Excerpts from point annotation data:
══════════
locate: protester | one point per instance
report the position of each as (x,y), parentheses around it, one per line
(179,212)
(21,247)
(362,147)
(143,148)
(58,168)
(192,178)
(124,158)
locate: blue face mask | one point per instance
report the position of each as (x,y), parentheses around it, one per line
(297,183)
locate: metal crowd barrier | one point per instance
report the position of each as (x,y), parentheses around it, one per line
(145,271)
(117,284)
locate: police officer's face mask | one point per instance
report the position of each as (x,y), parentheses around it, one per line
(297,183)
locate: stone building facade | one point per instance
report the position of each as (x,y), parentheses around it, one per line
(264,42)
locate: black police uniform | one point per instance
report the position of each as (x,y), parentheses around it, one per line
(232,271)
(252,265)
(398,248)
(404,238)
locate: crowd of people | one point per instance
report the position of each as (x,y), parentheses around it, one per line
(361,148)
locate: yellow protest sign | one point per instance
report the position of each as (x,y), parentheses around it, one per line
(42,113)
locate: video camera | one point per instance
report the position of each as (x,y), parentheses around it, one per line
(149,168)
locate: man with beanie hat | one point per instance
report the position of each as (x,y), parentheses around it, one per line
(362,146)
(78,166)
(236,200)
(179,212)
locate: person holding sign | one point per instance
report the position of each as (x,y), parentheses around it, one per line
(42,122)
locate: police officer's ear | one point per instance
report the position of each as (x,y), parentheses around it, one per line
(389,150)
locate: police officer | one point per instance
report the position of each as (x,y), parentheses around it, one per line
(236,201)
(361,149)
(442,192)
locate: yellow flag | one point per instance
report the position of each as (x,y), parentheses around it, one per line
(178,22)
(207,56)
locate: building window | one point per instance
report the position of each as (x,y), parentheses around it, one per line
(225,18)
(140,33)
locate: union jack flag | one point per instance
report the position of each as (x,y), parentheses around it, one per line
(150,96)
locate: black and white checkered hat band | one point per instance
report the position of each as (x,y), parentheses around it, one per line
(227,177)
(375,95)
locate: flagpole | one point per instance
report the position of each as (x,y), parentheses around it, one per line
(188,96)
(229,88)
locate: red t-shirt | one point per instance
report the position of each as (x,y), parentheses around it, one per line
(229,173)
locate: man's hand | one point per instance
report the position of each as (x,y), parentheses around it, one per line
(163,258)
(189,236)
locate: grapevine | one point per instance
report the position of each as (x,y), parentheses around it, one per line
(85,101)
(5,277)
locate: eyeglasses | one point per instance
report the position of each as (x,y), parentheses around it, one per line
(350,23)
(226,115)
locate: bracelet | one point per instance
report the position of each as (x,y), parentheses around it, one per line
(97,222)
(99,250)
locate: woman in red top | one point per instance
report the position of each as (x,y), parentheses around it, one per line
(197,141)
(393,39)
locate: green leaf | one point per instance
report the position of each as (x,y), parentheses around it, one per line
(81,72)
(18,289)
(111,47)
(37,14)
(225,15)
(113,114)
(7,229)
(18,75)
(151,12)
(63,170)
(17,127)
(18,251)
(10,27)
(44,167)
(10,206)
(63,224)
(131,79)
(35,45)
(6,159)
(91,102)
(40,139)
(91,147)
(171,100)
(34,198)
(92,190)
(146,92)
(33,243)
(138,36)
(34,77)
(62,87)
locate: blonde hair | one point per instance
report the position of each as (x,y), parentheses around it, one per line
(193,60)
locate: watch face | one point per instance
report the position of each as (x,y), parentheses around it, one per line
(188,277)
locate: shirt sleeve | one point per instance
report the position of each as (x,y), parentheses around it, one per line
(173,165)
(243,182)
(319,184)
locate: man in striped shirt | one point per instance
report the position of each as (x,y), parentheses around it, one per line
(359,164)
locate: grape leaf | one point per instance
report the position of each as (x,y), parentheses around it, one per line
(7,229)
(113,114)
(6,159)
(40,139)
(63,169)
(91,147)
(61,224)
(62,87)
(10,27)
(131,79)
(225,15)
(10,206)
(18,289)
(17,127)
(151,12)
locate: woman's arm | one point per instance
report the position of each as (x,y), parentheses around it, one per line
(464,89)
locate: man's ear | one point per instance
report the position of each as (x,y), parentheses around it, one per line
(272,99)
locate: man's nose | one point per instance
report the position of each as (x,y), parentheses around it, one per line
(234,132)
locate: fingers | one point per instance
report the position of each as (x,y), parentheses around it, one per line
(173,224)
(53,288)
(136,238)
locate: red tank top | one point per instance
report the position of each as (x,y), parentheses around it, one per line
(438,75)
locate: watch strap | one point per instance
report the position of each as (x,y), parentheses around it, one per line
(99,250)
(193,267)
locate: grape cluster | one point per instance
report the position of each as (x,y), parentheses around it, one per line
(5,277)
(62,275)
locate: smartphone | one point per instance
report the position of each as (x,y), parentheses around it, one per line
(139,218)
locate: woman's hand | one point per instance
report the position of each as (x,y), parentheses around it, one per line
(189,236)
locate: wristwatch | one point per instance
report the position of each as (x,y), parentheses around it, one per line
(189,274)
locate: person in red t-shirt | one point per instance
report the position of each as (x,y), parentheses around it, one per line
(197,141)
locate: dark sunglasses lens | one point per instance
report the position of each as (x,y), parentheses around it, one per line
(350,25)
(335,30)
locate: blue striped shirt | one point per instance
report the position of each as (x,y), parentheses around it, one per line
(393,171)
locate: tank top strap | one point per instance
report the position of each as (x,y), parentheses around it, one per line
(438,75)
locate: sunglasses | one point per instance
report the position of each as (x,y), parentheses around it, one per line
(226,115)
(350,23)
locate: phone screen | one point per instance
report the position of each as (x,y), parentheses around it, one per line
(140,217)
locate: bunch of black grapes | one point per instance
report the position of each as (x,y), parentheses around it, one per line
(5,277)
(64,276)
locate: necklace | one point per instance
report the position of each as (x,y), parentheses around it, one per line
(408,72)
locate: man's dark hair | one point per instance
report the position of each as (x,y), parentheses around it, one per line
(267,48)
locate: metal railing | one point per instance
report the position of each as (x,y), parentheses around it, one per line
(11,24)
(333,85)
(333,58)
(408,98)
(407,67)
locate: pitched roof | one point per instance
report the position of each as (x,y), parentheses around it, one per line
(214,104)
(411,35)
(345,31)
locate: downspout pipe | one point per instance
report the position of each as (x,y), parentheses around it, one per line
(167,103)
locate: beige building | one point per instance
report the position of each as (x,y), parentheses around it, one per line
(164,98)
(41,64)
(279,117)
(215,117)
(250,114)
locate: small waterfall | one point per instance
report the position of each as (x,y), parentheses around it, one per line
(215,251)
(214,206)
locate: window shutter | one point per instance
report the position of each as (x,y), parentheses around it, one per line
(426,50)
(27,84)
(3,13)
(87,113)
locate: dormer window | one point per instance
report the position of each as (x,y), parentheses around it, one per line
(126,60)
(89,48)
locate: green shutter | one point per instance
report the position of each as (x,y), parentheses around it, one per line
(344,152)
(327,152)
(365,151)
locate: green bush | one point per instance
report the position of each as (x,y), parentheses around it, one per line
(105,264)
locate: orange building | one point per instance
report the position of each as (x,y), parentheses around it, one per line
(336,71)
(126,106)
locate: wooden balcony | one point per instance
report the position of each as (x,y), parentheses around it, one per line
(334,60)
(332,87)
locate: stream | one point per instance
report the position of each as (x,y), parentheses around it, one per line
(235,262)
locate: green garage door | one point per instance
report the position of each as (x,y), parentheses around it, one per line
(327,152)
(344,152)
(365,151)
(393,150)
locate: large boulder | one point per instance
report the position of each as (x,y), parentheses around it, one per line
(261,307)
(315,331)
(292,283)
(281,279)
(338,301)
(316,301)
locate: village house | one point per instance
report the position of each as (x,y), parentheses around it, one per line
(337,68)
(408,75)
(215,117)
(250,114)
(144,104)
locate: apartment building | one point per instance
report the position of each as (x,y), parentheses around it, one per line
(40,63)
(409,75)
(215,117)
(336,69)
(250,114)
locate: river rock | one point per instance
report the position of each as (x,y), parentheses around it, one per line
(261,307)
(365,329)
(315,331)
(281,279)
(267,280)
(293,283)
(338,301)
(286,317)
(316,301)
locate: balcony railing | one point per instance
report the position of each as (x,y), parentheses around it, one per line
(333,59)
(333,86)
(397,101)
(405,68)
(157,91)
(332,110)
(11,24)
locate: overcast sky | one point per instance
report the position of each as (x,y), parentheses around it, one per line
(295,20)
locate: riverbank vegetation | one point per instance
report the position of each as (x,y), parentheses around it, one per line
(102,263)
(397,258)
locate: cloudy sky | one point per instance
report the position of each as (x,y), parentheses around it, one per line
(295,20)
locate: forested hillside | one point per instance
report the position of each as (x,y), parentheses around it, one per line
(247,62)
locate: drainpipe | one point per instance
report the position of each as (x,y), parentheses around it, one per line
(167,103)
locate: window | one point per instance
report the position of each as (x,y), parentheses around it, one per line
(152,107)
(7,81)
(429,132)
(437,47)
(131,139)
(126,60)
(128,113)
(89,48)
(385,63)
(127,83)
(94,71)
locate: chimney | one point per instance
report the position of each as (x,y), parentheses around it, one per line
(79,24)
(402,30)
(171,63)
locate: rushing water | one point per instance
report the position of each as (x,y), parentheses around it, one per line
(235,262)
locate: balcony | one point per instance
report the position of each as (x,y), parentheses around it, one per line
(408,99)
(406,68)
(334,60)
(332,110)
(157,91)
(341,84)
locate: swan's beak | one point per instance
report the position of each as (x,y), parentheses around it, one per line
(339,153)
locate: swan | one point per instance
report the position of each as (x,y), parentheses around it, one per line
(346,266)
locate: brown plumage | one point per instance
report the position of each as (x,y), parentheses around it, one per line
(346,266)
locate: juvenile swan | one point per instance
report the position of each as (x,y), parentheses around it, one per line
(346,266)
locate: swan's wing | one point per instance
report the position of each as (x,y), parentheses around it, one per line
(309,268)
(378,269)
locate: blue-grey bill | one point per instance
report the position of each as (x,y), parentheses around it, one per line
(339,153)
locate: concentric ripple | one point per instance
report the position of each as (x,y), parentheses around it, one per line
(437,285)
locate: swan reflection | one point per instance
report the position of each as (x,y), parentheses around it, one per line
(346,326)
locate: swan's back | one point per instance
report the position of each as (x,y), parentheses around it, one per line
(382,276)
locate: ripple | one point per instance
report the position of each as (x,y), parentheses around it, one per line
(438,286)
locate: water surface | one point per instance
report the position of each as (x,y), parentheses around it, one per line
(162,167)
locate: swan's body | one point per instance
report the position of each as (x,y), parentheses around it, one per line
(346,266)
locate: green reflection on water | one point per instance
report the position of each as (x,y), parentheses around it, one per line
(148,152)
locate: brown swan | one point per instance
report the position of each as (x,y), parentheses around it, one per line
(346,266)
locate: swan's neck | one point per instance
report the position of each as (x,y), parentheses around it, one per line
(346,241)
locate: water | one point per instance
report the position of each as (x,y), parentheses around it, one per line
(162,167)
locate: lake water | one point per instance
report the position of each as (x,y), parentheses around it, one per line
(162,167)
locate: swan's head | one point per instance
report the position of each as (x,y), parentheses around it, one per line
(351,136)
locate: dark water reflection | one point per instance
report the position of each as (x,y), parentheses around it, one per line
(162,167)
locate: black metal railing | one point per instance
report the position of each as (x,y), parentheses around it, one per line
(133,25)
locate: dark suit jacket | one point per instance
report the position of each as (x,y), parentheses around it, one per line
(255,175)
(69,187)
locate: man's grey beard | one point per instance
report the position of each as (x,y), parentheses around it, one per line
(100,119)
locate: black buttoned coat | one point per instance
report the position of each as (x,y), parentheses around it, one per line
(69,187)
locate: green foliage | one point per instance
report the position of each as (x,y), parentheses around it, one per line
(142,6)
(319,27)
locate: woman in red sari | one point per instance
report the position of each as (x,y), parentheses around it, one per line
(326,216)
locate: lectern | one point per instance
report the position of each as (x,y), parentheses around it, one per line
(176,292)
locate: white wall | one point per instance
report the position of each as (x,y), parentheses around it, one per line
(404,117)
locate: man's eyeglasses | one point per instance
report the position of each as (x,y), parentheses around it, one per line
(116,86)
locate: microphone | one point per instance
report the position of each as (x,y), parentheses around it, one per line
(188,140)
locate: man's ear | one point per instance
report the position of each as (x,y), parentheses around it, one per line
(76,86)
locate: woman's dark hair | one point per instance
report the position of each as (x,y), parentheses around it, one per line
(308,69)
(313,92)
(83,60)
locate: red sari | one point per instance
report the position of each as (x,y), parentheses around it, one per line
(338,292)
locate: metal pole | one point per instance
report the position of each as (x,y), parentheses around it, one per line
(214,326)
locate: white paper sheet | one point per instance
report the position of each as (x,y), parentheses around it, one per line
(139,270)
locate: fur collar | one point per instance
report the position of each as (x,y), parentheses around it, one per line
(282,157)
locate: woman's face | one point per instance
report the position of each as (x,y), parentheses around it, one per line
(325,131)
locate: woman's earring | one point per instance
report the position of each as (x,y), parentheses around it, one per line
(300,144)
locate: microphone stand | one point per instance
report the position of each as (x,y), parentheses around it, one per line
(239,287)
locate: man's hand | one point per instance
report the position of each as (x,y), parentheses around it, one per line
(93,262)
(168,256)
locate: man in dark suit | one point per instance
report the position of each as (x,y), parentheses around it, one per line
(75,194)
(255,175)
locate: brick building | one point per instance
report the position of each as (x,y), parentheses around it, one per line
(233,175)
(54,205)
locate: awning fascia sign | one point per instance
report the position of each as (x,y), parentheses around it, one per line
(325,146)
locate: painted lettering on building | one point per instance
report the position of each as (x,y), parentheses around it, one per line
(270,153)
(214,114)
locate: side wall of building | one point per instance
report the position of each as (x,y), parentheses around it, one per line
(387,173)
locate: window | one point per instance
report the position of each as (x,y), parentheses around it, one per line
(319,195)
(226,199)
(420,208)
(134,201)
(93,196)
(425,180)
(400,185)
══════════
§ **PROBLEM TO WORK ON**: Keep only the lines from the one containing "locate: fur collar | one point per instance" to the end of the entries, and repeat them exactly.

§ **RESULT FOR THIS EXERCISE**:
locate: fur collar | one point per instance
report the position of each as (x,y), parentheses around it, one per line
(282,157)
locate: woman's face | one point per instance
report the position of each as (x,y), parentheses around it, one per line
(325,131)
locate: woman's earring | one point per instance
report the position of each as (x,y), parentheses around it, one per line
(300,144)
locate: microphone stand | one point per instance
report the position of each as (x,y), parentheses around it, one per line
(239,287)
locate: man's hand | one point per instance
report the position of each as (x,y), parentheses around it, one per line
(93,262)
(168,256)
locate: man in dark suit | one point per instance
report the position of each as (x,y), parentheses around it, one per line
(75,194)
(255,175)
locate: brick building | one point per instance
report the position of each as (x,y), parentheses around it, one per line
(233,175)
(54,205)
locate: awning fascia sign | one point per instance
report the position of each as (x,y), parentheses around it, one per line
(325,146)
locate: painted lettering on building | one point per instance
report the position of each as (x,y), parentheses around it, one per line
(270,153)
(214,114)
locate: side wall of building | one point per instance
report the position of each as (x,y), parentheses around it, one per line
(387,173)
locate: window | one point per instance
report the position of each as (x,y), parentheses around it, one per line
(319,195)
(226,199)
(420,208)
(134,201)
(93,196)
(425,180)
(400,185)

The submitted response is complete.